What to work on:
Copy every line between the line holding "Where can you see the arched" and the line holding "point(685, 153)", inclusive. Raise each coordinate in the answer points by 96 and leave all other numbers unchanged.

Entries shown:
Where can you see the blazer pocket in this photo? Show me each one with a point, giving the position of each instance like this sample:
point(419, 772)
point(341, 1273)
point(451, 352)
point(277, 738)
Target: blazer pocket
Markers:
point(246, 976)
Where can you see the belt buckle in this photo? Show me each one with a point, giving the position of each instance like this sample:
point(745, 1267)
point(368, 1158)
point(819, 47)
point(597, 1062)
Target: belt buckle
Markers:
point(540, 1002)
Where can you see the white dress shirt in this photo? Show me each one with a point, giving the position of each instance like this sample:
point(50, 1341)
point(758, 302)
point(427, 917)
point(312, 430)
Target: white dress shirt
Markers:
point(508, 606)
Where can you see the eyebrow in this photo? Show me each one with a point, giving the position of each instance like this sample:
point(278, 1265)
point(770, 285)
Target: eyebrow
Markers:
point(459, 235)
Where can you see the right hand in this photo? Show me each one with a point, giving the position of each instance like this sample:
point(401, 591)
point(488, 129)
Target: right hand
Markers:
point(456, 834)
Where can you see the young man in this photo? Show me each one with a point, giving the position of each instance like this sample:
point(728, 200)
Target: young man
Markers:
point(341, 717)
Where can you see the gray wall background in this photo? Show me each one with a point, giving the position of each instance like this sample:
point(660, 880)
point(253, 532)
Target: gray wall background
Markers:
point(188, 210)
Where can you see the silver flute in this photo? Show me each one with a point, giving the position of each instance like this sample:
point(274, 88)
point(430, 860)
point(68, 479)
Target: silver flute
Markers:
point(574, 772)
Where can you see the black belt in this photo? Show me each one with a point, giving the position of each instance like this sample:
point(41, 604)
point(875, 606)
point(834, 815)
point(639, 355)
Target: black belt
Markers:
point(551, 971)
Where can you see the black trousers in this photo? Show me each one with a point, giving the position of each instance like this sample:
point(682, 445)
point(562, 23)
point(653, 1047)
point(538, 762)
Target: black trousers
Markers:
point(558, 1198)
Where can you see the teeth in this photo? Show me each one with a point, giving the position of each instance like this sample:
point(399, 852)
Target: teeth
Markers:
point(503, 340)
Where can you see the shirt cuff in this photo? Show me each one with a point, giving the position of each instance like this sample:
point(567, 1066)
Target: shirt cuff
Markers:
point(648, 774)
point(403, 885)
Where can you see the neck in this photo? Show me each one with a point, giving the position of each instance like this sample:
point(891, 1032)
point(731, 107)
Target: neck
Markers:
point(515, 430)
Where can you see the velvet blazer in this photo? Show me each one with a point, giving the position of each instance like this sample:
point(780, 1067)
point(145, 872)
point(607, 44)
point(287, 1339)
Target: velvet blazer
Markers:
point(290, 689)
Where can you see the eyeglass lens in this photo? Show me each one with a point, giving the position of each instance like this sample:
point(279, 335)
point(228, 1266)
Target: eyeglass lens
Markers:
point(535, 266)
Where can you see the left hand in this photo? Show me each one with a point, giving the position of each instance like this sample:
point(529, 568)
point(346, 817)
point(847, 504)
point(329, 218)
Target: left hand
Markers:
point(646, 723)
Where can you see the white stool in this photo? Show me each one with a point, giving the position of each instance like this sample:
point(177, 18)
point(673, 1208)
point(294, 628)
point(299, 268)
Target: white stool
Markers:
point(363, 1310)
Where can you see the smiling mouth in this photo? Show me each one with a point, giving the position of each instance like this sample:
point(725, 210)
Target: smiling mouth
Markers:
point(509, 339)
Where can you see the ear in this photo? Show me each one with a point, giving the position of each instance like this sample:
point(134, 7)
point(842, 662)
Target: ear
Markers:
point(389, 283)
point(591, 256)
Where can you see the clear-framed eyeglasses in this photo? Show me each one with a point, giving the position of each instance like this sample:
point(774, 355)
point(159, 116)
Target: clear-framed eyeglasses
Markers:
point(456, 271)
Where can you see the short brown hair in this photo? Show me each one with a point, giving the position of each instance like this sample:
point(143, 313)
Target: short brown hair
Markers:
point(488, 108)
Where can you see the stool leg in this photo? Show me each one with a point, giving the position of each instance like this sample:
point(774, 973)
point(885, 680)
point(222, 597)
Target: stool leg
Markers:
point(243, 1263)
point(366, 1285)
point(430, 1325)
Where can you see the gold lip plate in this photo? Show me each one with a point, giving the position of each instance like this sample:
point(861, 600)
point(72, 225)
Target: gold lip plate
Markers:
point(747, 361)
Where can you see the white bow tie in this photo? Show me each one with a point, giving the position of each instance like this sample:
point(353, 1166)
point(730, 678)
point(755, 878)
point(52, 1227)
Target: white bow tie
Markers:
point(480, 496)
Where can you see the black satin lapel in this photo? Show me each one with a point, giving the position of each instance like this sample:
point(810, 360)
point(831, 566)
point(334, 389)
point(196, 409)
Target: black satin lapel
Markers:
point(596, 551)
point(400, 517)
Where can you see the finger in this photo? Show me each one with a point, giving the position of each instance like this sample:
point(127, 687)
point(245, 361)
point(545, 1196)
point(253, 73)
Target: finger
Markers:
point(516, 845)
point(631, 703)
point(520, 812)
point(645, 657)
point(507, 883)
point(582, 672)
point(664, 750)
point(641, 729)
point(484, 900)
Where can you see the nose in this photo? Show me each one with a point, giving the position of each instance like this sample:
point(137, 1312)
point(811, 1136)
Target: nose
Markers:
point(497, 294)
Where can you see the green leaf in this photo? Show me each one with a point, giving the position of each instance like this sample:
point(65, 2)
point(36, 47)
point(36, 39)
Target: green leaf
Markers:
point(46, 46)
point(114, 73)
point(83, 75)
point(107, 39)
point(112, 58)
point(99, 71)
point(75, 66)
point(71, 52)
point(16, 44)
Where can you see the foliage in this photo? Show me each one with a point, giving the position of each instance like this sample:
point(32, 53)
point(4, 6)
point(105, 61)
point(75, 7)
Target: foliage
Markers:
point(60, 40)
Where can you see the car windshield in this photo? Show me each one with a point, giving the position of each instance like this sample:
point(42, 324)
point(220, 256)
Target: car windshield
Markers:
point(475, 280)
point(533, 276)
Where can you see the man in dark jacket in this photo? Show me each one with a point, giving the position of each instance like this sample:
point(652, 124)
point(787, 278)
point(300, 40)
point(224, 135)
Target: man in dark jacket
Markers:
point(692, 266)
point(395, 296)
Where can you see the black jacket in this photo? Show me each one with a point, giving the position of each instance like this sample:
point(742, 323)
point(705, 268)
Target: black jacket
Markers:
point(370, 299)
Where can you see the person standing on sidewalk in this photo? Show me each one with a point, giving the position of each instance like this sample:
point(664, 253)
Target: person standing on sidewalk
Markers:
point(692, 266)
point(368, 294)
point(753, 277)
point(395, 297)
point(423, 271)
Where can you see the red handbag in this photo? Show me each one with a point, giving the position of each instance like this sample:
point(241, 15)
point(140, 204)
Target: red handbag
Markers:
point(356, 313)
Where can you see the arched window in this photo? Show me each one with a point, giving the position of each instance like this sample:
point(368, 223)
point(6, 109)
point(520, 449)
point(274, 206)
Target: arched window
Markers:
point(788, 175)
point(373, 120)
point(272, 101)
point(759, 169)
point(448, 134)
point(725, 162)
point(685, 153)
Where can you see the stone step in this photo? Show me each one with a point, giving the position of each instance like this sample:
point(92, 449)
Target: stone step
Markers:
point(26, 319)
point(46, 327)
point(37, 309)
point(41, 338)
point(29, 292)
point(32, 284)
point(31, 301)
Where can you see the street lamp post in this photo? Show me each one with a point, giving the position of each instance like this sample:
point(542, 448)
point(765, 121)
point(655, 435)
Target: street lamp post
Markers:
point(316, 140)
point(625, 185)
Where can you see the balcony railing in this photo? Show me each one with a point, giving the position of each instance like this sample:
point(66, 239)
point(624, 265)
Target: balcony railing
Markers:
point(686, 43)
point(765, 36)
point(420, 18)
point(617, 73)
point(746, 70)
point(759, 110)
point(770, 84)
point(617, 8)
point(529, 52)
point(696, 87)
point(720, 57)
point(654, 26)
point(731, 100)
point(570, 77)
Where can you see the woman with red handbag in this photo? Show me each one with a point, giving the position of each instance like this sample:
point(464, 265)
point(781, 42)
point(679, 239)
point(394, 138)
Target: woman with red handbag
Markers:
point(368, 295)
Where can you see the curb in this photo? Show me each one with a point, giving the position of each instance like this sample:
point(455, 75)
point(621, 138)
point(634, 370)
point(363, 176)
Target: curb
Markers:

Solution for this problem:
Where can you see the arched window in this photo? Show me each one with a point, giving the position of each instance like this sample:
point(368, 223)
point(6, 109)
point(520, 449)
point(274, 206)
Target: arched window
Markers:
point(884, 271)
point(469, 216)
point(368, 197)
point(855, 265)
point(544, 230)
point(821, 258)
point(781, 249)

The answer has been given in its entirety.